_Exercise prompt:_ Among the records that follow, set down only the lines from the one containing "Target: porch column" to the one containing "of the dark", both included, exactly.

_Material provided:_
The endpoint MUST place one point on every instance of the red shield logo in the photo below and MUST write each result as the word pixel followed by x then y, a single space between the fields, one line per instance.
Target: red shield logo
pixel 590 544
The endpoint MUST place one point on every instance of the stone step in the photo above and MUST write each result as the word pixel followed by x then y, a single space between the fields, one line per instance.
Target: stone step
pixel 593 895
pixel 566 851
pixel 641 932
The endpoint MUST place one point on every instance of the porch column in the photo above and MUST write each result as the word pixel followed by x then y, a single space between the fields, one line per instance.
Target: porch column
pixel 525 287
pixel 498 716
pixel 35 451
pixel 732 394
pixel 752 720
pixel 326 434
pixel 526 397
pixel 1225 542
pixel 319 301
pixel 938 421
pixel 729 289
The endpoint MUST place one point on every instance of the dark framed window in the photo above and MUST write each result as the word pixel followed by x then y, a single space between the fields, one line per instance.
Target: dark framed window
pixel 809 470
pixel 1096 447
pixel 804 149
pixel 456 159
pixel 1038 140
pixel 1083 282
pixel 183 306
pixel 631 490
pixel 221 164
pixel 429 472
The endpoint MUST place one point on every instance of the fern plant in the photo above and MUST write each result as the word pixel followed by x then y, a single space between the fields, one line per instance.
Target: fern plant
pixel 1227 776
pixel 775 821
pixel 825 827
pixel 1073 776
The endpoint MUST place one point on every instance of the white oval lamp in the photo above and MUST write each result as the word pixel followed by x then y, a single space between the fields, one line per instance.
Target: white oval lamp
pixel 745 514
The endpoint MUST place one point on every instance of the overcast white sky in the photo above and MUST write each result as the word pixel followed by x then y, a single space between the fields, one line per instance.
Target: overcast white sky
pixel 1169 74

_Solution below:_
Target: porch column
pixel 525 287
pixel 498 716
pixel 35 451
pixel 732 394
pixel 752 720
pixel 326 434
pixel 526 397
pixel 1225 542
pixel 319 301
pixel 938 421
pixel 729 289
The endpoint MUST place one point on every instance of the dark framed window in the photo above and MUST write each result as the word pixel followed by x then y, a single space between the fields, one line per instance.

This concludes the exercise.